:: REQUIRED WORK ::
**a.** Please rewrite the self-care reflection from "I realize that" to "to do that.", changing "dental appointment" to "dentist visit".
**b.** Write what comes next in the self-care reflection, starting after its final sentence.

:: PROVIDED TEXT ::
* * * *

I realize that I am a responsible, thoughtful, caring, intelligent person who is helpful to others through those qualities. I am learning to care for myself  right this minute. I think that I am actually that kind of person. I like looking at these aspects of myself. I am starting to take care of my teeth and I'm working on taking care of my diabetes, as well. I tried to set up a dental appointment and found out I have no dental insurance, through no fault of my own, and this is being taken care of.  Then I did a survey on diabetes care and came face to face with the fact that I could do better on that, so I am learning to do that.

* * * *

:: DATASET EXTRACT ::
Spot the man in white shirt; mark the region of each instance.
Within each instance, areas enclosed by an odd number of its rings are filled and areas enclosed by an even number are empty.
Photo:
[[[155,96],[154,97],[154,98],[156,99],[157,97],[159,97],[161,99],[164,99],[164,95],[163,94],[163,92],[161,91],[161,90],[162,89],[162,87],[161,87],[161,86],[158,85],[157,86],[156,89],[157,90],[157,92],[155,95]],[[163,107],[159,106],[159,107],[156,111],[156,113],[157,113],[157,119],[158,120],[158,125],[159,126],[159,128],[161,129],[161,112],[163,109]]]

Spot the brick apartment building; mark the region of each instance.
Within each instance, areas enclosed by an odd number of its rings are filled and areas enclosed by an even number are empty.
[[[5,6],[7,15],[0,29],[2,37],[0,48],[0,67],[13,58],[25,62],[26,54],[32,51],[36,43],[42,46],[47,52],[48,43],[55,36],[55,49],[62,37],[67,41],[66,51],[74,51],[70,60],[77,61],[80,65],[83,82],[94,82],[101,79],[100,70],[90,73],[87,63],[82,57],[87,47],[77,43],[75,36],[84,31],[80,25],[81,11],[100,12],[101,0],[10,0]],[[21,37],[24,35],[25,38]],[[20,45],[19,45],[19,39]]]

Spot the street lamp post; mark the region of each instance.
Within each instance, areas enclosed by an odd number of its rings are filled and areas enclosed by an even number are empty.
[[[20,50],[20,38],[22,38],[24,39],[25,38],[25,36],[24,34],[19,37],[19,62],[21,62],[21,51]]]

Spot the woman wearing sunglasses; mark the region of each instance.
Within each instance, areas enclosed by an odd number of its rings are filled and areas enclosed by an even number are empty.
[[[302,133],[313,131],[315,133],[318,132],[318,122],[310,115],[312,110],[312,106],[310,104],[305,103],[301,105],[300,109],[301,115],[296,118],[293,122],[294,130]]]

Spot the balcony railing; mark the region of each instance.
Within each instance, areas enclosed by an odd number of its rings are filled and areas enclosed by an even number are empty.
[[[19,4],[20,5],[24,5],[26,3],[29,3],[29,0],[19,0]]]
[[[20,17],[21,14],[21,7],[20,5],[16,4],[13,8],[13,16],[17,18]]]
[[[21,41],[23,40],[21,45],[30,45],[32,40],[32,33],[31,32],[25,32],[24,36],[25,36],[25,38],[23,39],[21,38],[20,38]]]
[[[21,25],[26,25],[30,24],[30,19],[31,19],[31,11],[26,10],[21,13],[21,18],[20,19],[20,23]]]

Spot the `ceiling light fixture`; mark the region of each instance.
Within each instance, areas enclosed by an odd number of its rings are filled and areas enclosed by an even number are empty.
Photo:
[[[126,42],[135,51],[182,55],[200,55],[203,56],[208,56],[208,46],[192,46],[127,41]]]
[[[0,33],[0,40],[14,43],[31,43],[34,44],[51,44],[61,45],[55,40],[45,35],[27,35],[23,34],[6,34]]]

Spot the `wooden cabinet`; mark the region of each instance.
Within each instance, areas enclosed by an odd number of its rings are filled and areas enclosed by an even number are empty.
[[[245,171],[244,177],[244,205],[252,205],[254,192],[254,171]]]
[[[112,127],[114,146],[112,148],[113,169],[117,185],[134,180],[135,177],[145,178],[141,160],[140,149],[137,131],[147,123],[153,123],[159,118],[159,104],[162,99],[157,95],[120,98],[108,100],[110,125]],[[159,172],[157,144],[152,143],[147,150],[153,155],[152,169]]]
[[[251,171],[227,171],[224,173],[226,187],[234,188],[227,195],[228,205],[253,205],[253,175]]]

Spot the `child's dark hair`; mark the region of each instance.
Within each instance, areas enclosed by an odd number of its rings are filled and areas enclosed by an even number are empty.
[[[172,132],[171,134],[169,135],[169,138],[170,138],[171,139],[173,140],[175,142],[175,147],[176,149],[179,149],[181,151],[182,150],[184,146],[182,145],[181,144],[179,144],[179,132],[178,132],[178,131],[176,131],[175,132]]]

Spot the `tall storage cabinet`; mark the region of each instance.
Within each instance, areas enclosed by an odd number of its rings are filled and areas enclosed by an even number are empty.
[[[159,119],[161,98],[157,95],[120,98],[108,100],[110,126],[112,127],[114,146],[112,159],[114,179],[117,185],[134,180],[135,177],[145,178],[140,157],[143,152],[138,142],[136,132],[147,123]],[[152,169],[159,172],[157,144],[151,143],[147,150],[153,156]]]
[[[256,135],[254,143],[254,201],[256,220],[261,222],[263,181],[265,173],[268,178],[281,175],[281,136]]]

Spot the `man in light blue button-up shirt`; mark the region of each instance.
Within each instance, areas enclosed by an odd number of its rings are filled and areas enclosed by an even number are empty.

* * * *

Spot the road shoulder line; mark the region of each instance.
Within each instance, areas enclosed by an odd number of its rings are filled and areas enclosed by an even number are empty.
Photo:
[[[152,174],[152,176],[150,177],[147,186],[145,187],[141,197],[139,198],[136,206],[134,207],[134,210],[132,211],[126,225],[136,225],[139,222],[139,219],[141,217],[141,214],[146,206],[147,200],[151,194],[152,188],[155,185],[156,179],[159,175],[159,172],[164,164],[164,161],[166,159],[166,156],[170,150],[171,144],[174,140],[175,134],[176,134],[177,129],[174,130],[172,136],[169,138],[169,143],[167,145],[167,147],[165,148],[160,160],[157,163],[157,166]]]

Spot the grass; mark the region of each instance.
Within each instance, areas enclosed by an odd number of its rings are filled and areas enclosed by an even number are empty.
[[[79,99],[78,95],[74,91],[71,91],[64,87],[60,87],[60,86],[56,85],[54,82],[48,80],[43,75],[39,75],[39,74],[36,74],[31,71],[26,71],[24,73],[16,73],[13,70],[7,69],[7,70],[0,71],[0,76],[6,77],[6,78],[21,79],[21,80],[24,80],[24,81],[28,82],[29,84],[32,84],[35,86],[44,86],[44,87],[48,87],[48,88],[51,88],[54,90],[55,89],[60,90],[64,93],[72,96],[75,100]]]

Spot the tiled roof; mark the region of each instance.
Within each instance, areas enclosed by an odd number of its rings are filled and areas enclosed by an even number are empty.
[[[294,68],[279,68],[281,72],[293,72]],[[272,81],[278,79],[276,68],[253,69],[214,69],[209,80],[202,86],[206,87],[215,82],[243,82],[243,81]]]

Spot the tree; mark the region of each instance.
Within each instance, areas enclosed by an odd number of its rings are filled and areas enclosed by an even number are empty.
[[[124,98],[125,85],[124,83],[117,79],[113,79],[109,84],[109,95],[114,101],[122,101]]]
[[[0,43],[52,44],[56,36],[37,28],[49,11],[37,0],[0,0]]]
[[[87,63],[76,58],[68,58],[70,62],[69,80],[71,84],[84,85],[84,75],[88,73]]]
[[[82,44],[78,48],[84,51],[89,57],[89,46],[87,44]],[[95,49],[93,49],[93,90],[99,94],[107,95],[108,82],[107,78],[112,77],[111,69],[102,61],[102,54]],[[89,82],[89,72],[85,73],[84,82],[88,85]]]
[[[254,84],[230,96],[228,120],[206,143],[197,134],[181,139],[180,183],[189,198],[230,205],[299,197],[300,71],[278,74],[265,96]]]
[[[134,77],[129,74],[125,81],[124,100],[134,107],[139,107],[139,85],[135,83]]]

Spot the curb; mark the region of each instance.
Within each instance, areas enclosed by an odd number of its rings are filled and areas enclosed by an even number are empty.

* * * *

:: ANSWERS TO THE PROBLEMS ::
**a.**
I realize that I am a responsible, thoughtful, caring, intelligent person who is helpful to others through those qualities. I am learning to care for myself  right this minute. I think that I am actually that kind of person. I like looking at these aspects of myself. I am starting to take care of my teeth and I'm working on taking care of my diabetes, as well. I tried to set up a dentist visit and found out I have no dental insurance, through no fault of my own, and this is being taken care of.  Then I did a survey on diabetes care and came face to face with the fact that I could do better on that, so I am learning to do that.

**b.**
I may not make the kind of money a 50 year old man should according to society; however, society can be (and often is) wrong, and money does not bring happiness, though it is a good thing to have.  Whether I do or do not go back to school and get my doctorate is entirely up to me; I am no less a person for not having one, and a doctorate does not endow one with wisdom, only life does. I am taking steps toward keeping up with my hours for certification. I am learning how to be more organized in general, step by step.  I have a friend who has offered to tell me about how I can get a retirement account going, for which I am grateful. I am making time for myself to have fun, and learning to judge between true obligations and necessaries and false ones that steal my time needlessly. I  am grateful to be having a vacation, because it gave me time to look at these things and see all the good this is doing me.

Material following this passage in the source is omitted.